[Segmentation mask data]
BEGIN
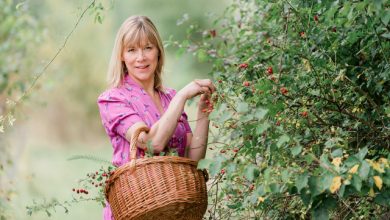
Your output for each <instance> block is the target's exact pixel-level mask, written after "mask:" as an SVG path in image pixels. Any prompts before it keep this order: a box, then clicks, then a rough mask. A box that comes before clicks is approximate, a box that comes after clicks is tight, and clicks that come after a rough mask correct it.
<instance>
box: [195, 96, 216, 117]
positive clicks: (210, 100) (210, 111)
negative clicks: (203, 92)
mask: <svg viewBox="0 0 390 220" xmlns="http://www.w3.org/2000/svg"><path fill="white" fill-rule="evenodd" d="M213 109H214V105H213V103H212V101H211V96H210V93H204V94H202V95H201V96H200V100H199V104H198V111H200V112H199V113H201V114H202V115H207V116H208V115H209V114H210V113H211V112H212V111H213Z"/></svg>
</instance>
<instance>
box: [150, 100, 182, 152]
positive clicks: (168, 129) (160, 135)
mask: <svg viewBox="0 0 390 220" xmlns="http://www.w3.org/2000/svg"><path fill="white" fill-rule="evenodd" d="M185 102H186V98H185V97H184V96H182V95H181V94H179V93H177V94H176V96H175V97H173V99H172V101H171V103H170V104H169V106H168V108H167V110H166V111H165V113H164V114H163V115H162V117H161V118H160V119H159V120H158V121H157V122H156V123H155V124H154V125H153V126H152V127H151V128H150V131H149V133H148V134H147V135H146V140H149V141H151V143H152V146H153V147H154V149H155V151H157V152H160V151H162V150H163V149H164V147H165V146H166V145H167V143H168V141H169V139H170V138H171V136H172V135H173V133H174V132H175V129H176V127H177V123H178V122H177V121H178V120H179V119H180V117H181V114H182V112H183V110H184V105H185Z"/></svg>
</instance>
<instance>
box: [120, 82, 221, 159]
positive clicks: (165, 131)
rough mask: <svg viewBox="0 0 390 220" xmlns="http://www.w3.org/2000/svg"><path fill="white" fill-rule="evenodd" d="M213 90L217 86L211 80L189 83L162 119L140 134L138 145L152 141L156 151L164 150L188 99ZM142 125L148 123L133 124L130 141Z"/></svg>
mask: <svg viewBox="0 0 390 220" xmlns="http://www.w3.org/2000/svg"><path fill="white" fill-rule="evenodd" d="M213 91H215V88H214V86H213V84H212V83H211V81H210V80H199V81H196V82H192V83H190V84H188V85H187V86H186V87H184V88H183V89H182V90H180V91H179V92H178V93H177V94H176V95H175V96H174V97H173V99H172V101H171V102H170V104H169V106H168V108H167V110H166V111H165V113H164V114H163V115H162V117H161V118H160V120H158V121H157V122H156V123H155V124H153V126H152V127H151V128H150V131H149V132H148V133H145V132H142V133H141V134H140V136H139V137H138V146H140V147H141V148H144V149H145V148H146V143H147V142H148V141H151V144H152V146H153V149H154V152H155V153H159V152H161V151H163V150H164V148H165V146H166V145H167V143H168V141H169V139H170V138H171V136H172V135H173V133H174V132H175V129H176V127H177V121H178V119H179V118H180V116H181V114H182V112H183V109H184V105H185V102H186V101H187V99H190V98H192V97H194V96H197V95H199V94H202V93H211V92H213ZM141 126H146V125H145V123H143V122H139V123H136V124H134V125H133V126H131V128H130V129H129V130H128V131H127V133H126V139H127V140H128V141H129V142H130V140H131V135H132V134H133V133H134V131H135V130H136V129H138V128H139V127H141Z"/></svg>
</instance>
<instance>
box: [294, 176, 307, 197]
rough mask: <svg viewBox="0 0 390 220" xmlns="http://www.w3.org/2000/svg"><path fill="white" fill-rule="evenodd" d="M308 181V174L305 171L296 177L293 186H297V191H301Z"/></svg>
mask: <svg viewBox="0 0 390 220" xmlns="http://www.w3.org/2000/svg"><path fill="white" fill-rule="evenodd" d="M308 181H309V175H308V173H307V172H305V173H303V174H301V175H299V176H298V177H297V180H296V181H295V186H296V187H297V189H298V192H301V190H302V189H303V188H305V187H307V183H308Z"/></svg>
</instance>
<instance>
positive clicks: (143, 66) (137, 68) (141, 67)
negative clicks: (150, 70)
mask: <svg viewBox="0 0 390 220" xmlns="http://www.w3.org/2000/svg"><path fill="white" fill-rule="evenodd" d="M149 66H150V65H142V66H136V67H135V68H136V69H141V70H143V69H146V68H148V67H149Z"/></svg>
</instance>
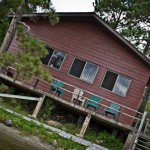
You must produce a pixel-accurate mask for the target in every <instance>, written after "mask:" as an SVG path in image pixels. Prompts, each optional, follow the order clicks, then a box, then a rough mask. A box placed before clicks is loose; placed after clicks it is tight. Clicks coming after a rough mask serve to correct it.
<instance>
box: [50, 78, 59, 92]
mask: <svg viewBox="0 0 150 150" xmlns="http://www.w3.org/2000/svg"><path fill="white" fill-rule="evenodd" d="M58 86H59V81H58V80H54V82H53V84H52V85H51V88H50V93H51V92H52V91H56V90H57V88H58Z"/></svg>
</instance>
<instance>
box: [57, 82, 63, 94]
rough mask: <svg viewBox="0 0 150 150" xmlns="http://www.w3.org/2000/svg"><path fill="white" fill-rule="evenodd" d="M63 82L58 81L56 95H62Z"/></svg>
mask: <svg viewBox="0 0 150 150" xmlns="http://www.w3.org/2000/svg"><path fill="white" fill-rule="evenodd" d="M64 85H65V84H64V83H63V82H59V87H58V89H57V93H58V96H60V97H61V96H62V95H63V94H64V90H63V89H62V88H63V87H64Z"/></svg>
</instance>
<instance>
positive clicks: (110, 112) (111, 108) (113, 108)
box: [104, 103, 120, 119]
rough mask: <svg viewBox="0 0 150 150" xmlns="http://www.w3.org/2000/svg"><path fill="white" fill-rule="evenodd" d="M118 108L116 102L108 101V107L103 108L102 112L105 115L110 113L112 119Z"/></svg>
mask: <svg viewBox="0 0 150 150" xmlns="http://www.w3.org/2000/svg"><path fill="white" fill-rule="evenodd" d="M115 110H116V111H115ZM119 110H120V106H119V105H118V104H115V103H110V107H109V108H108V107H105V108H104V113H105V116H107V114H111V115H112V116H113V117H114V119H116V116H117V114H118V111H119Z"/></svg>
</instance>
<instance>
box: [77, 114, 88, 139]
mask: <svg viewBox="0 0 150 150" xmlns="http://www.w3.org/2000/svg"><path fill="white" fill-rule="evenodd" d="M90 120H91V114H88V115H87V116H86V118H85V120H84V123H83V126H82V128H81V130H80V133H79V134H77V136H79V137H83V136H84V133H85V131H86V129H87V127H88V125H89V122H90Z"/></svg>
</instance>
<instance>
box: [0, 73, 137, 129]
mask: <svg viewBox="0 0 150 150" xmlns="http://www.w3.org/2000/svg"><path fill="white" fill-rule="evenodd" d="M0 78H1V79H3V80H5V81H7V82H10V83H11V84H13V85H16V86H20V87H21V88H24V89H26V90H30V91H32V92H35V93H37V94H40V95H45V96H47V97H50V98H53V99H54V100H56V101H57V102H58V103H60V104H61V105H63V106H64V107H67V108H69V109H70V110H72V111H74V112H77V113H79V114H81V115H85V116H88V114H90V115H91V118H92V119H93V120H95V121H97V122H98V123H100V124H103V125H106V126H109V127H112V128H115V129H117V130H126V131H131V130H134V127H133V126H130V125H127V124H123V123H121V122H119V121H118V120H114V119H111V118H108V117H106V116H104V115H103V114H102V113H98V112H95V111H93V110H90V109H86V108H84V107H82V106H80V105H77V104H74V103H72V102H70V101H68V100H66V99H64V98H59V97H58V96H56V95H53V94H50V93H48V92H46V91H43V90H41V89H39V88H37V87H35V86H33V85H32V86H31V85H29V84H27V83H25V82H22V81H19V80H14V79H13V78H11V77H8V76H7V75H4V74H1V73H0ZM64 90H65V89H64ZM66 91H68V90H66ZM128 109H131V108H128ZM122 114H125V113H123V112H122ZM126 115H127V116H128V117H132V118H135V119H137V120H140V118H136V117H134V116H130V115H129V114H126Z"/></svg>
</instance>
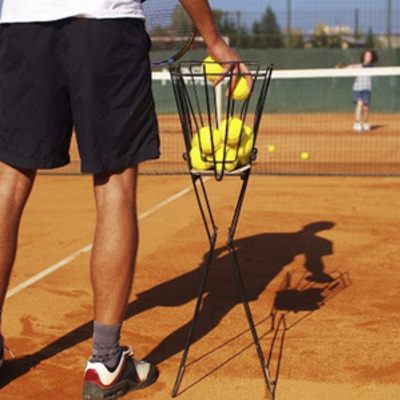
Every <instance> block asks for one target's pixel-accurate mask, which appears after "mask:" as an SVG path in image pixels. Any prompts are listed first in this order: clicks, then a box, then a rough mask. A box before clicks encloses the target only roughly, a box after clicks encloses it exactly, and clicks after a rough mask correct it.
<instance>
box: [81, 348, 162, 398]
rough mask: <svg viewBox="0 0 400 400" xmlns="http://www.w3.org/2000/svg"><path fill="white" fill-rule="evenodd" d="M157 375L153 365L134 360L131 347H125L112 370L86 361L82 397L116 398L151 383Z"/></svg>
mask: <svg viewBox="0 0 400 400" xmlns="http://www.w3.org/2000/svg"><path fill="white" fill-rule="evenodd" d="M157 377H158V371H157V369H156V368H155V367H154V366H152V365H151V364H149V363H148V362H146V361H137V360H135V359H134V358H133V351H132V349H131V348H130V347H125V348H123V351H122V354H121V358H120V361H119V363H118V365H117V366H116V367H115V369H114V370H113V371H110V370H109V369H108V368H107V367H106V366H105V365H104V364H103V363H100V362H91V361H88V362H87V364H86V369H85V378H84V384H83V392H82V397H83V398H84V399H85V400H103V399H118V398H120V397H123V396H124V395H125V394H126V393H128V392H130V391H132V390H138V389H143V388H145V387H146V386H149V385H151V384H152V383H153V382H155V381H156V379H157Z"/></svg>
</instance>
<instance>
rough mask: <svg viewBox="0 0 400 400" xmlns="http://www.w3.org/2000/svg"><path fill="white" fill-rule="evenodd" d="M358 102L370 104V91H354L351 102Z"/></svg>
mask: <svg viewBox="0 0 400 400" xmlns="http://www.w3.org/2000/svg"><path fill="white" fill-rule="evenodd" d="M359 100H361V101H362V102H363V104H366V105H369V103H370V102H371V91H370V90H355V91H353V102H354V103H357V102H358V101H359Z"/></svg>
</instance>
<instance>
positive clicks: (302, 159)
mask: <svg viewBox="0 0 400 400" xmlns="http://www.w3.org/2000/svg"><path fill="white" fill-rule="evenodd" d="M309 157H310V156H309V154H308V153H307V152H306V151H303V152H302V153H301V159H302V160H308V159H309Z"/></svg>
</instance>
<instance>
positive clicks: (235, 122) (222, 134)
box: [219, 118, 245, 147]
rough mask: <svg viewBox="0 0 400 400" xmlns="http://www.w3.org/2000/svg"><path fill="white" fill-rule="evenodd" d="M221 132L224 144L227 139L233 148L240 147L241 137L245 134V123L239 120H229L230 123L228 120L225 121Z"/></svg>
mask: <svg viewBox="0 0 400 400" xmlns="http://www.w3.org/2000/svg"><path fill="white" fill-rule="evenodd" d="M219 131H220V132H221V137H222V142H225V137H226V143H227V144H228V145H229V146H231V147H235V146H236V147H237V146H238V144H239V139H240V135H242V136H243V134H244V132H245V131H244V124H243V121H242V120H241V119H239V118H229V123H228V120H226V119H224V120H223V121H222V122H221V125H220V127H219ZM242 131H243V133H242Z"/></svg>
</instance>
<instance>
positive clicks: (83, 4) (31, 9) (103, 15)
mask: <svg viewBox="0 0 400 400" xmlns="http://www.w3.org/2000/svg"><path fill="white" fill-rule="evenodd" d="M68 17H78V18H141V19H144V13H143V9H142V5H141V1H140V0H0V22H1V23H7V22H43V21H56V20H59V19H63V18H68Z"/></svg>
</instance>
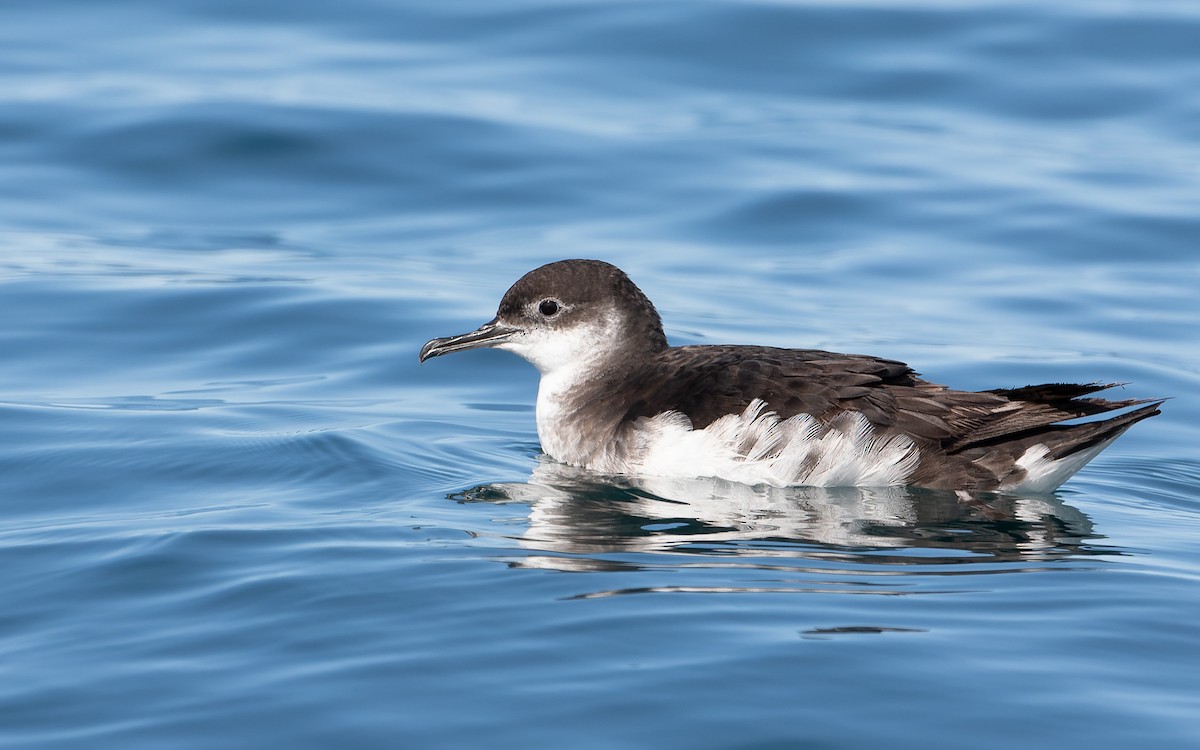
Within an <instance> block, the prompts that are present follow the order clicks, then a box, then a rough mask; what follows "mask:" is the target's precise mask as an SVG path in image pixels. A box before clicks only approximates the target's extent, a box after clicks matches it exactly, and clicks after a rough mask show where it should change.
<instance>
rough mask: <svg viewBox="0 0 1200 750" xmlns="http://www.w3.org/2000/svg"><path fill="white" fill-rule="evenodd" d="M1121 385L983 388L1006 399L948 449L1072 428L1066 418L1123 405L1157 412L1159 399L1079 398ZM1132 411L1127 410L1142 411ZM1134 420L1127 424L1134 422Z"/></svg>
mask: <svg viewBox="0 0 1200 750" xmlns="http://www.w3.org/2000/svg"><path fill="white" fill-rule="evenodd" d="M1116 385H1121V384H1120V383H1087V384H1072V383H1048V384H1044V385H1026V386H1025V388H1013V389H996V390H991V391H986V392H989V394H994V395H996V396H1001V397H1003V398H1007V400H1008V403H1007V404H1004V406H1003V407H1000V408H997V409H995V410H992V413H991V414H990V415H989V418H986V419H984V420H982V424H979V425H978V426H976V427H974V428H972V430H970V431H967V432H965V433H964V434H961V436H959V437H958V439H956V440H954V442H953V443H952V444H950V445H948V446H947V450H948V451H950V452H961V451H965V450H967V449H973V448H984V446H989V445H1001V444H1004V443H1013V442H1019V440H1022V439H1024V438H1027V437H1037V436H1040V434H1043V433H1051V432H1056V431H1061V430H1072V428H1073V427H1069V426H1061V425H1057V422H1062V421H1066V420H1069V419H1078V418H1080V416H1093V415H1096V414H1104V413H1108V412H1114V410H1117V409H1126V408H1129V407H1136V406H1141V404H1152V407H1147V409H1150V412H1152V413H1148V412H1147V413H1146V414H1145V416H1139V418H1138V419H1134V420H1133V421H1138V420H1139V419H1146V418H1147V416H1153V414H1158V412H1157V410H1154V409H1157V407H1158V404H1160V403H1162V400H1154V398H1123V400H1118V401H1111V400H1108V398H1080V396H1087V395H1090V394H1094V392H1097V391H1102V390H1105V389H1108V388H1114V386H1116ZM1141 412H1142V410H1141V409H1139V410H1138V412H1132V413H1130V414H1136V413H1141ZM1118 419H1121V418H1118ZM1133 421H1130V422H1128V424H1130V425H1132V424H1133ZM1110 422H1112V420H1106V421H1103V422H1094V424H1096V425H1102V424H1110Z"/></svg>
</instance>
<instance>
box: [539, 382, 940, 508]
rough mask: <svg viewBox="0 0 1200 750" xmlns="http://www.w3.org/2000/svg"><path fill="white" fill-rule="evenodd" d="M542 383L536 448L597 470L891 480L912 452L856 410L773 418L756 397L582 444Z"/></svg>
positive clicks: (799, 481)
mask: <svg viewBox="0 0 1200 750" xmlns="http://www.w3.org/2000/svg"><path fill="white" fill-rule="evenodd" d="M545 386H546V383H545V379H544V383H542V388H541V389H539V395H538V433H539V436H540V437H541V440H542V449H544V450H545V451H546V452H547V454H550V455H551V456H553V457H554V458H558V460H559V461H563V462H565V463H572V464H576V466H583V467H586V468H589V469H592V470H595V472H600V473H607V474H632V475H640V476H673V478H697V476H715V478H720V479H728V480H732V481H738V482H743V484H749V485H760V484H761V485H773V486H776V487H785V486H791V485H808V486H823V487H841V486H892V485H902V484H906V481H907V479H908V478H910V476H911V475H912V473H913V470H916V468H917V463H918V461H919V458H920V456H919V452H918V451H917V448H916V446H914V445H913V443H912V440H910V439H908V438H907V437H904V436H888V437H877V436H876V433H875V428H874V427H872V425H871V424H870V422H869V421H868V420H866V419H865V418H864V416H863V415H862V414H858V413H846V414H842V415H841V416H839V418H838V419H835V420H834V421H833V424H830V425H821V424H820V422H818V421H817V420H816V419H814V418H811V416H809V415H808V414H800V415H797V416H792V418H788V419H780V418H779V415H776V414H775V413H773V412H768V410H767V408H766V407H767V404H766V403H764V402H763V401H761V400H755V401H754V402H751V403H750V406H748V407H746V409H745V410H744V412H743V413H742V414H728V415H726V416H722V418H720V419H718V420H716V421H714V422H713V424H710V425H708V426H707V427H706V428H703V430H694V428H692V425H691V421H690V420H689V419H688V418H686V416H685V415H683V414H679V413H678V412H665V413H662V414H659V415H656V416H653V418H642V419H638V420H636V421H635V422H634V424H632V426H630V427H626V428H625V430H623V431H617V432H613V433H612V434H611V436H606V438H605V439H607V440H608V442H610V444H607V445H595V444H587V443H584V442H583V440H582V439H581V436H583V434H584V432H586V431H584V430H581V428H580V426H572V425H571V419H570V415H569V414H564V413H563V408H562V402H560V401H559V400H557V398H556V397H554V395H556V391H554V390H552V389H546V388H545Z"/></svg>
END
Exercise aim: Copy the lines from the start of the entries through the line containing "negative clicks: (203, 92)", both ends included, leaving out the pictures.

Solution to this problem:
Your output for each <instance> block is the target's exact pixel-level mask, written after "mask:" as an SVG path in image pixels. Any prompts before it keep this order: a box, then clicks, then a rough mask. A box that comes before clicks is approximate, a box that comes after clicks is tight, and clicks that come after a rough mask correct it.
<instance>
box: [195, 96, 216, 117]
positive clicks: (210, 100) (210, 111)
negative clicks: (203, 92)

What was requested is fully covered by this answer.